Typical electronic, or other, transducers of the prior art often
cannot be placed in industrial process environments due to
sensitivity to electromagnetic interference, radiation, heat,
corrosion, fire, explosion or other environmental factors. It is
also known that the attachment of the sensing element to the
elastic structure can be a large source of error if the attachment
is not highly stable. In the case of sensors that measure static or
very slowly changing parameters, the long term stability of the
attachment to the structure is extremely important. A major source
of such long term sensor instability is a phenomenon known as
"creep", i.e., change in strain in the sensing element with no
change in applied load on the elastic structure, which results in a
DC shift or drift error in the sensor signal. Certain types of
fiber optic sensors for measuring static and/or quasi-static
parameters require a highly stable, very low creep attachment of
the optical fiber to the elastic structure. Various techniques
exist for attaching the fiber to the structure to minimize creep,
such as adhesives, bonds, epoxy, cements and/or solders. However,
such attachment techniques may exhibit creep and/or hysteresis over
time and/or high temperatures. One example of a fiber optic based
sensor is that described in U.S. Pat. No. 6,016,702 entitled "High
Sensitivity Fiber Optic Pressure Sensor for Use in Harsh
Environments" to Robert J. Maron, which is incorporated herein by
reference in its entirety. In that case, an optical fiber is
attached to a compressible bellows at one location along the fiber
and to a rigid structure at a second location along the fiber with
a Bragg grating embedded within the fiber between these two fiber
attachment locations and with the grating being in tension. As the
bellows is compressed due to an external pressure change, the
tension on the fiber grating is reduced, which changes the
wavelength of light reflected by the grating. If the attachment of
the fiber to the structure is not stable, the fiber may move (or
creep) relative to the structure it is attached to, and the
aforementioned measurement inaccuracies occur. In another example,
a optical fiber Bragg grating pressure sensor where the fiber is
secured in tension to a glass bubble by a UV cement is discussed in
Xu, M. G., Beiger, H., Dakein, J. P.; "Fibre Grating Pressure
Sensor With Enhanced Sensitivity Using A Glass-Bubble Housing",
Electronics Letters, 1996, Vol. 32, pp. 128-129. However, as
discussed hereinbefore, such attachment techniques may exhibit
creep and/or hysteresis over time and/or high temperatures, or may
be difficult or costly to manufacture.
BRIEF DESCRIPTION OF THE DRAWING
[0017] The invention will now be described, by way of example, with
reference to the drawings, of which;
[0018] FIG. 1 is a side view of a tool, as deployed through the
production tubing of a well:
[0019] FIG. 1a is a cross sectional view of the wireline upon which
the tool is suspended;
[0020] FIG. 2 is a more detailed sectional side view of the tool
shown in FIG. 1;
[0021] FIG. 3 is a perspective view of the assembly shown in FIG.

══════════════════════════════

* **Problem set**
- A) In the fiber optic sensor passage, what does the term "creep" mean?
- B) Write the text that follows the end of the fiber optic sensor passage.
The lines after the fiber optic sensor passage are separate material.

* **Recorded data**
══════════════════════════════

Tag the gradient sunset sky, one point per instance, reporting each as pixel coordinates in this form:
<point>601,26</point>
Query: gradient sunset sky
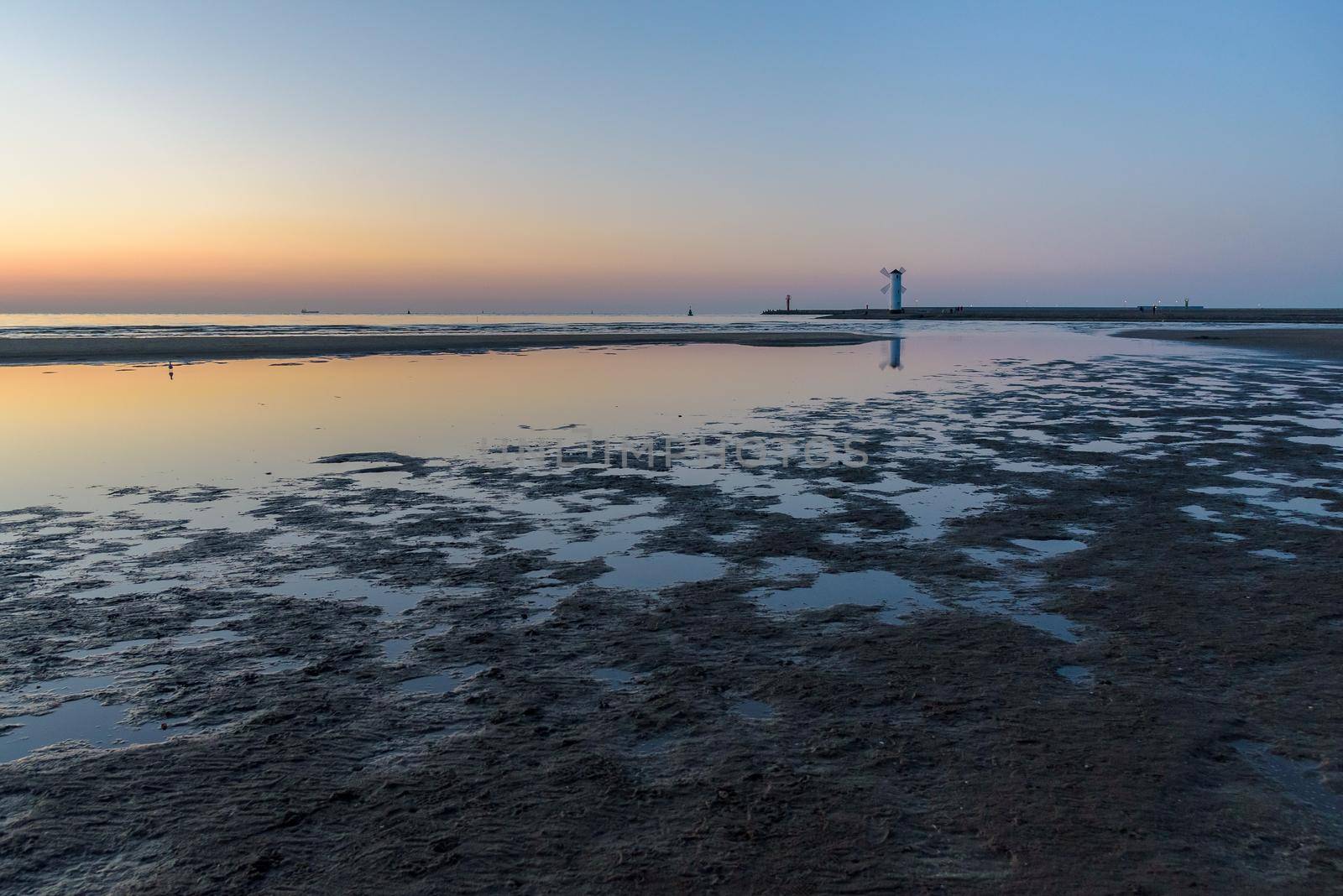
<point>629,156</point>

══════════════════════════════

* **Task-by-task answers**
- A) Creep is a change in strain in the sensing element with no change in the load applied to the elastic structure, which causes a DC shift or drift error in the sensor signal.

- B)
2;
[0022] FIG. 4 is a side view of a typical production logging tool
suspended on a slickline with fiber-optic cable up its center;
[0023] FIG. 4a is cross section of the slickline, and which shows
the slickline multi layer construction;
[0024] FIG. 5 shows the logging tool of FIG. 4 with its centralizer
deployed and a turbine flowmeter in its open position;
[0025] FIG. 6 is a side view of another embodiment of a production
logging tool;
[0026] FIGS. 7, 7a and 7b are sectional views showing attachment of
the tool to the slickline;
[0027] FIG. 8 is a sectional side view of another logging tool in
which a battery-operated gamma-ray detector and casing collar
locator are retained and via an interface pass processed
information back onto the fiber-optic cable via a Bragg
grating;
[0028] FIG. 9 is a cross section of a mechanical casing collar
locator (ccl) again a Bragg grating on the same fiber is used to
transmit the information back to surface;
[0029] FIG. 10 is a sectional side view of a turbine flowmeter;
[0030] FIG. 11a and 11b are bottom elevation views of a multi
turbine assembly;
[0031] FIG. 12 is a side section view of the flowmeter of FIG.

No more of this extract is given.